To be done:
A) Add 109 to every coordinate in the entries' answers from the line with "Where can you see the washer control" through the end of the entries. Write out only those lines, with the labeling requests kept as they are.
B) Continue the baroque music thread from where it stops.
-- START Text extract --
# baroque music



## coolerbob (Dec 6, 2007)

Hi 

I would like to buy some baroque music to listen to while I work. I find it helpful and un-intrusive. I currently have:
Johann Sebastian Bach's Cello Suites Nos. 1 & 2
Mozart's Clarinet Quintet
Mozart's Concerto No. 20 In D Minor
Mozart's Concerto No. 21 In C Major

What else is good?


----------



## opus67 (Jan 30, 2007)

Hi, coolerbob. Welcome to TC. 

Among those you have listed in your post, only the cello suites by Bach would classify as music from the Baroque era. (The ones by Mozart fall under the 'Classical' era.)

The three most prominent (Baroque) names that immediately to come to mind are Bach, Handel and Vivaldi. Of course, there are many more. Monteverdi, Corelli, Telemann, Scarlatti, to name four.

Vivaldi has written a ton of concerti. _The Four Seasons_ are set of a four concerti for violin. There are ones for Bassoon, two Mandolins that I like.

J.S.Bach: Brandenburg Concerti, Orchestral Suites, Violin/Harpsichord(or Keyboard) Concerti. I really like Bach's works for solo-instruments, especially those for the keyboard. Check out the Goldberg Variations, the English and French Suites.

Handel: Water Music, The Music for the Royal Fireworks, and some Concerto Grossi are some of my favourites.

I have named only the most famous of composer and compositions. I hope other members will share their favourites.


----------



## Ephemerid (Nov 30, 2007)

When I started listening to classical music, the baroque era was my jumping off point also.
-- END Text extract --
-- START Records shown --
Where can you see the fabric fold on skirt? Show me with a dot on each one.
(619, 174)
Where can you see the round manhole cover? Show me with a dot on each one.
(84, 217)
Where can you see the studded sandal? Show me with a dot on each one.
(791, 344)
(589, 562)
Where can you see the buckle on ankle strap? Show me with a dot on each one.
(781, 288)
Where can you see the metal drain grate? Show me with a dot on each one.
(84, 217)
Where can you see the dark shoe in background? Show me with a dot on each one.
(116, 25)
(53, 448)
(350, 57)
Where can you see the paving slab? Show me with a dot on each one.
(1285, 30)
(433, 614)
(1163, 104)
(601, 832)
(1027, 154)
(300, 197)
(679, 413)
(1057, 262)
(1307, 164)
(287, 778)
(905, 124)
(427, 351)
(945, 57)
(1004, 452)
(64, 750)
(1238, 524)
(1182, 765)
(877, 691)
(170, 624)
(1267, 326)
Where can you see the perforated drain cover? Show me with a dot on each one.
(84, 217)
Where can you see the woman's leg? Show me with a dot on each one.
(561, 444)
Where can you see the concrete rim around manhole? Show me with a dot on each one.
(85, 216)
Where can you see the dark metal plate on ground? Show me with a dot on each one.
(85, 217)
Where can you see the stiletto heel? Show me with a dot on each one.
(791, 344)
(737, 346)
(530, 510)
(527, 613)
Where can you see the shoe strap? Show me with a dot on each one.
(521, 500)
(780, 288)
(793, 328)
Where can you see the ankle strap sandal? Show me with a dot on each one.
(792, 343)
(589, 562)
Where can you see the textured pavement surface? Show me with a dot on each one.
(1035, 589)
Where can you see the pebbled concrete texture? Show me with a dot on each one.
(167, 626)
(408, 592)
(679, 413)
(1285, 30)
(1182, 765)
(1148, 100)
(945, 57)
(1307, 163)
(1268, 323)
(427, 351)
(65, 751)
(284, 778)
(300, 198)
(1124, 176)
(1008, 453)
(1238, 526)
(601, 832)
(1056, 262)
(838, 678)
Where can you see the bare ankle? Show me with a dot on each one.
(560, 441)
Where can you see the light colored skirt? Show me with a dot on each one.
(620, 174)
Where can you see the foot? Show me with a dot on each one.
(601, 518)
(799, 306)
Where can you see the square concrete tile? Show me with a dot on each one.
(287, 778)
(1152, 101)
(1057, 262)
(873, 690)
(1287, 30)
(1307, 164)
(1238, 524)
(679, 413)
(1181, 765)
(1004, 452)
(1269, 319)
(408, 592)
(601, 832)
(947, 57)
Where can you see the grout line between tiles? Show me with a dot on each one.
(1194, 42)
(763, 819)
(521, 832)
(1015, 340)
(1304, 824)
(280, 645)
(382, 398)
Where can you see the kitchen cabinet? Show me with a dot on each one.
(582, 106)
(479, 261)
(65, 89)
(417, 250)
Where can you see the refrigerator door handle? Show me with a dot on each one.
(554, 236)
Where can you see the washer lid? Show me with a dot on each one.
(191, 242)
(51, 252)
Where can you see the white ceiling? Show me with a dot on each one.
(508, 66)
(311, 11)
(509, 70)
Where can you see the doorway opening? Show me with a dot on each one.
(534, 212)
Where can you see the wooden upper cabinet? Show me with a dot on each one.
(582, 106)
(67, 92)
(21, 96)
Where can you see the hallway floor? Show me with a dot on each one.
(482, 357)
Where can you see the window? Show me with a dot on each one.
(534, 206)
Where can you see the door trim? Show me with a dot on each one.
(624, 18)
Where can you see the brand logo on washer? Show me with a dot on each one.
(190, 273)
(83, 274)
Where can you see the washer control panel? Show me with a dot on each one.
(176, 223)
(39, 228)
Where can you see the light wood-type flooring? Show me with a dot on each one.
-- END Records shown --
Answer set:
A)
Where can you see the washer control panel? Show me with a dot on each one.
(285, 332)
(148, 337)
Where can you see the light wood-type flooring? Show me with a dot on each one.

B)
I absolutely ADORE Bach's Cello Suites (listening to it right now in fact). He wrote a total of six, all of them worth owning. I would recommend Yo-Yo Ma's second two-disc recording he did in the 90s, called "Inspired by Bach" though there are other wonderful recordings of it as well (I have two others, Casals and Starker's recording from the late 90s). You can't go wrong with the Cello Suites.

And if you like that, then you would probably also like Bach's Sonatas (3) and Partitas (3) for solo violin (I prefer Rachel Podger's recording). At times it sounds like more than one violin is playing! 

Bach's Brandenburg Concertos (6 total) are a bit meatier, but is great stuff. I've got a very light recording of Rinaldo Alessandrini's which is a recording of the Brandenburgs I am happiest with.

Bach's Orchestral Suites (4 total) are good, but especially the 2nd (which highlights a lot of flute) and the 3rd (especially for the Air!).

(I'm a bit partial to Bach! LOL)

I find Vivaldi's Four Seasons is really great place to start-- beautifully melodic stuff, not quite as complex as Bach).

And if you ever decide to get Pachelbel's Canon in D, make sure you get Paillard's recording (you can find it on Amazon)-- as far as I'm concerned, everyone else botches it up. 

Those spcific performers are only my own preference-- ANY recording of the above mentioned pieces would be good-- don't take my word for it! 

You can also often find compilations of Baroque music that cover excerpts from a lot of those composers from the era (many of which Opus67 has mentioned) which could give you a good sampling of their work. Its really hard to go wrong with Baroque IMO.

Coolerbob, I hope you have fun making new musical discoveries!  

~ josh


----------



## Marina (Dec 7, 2007)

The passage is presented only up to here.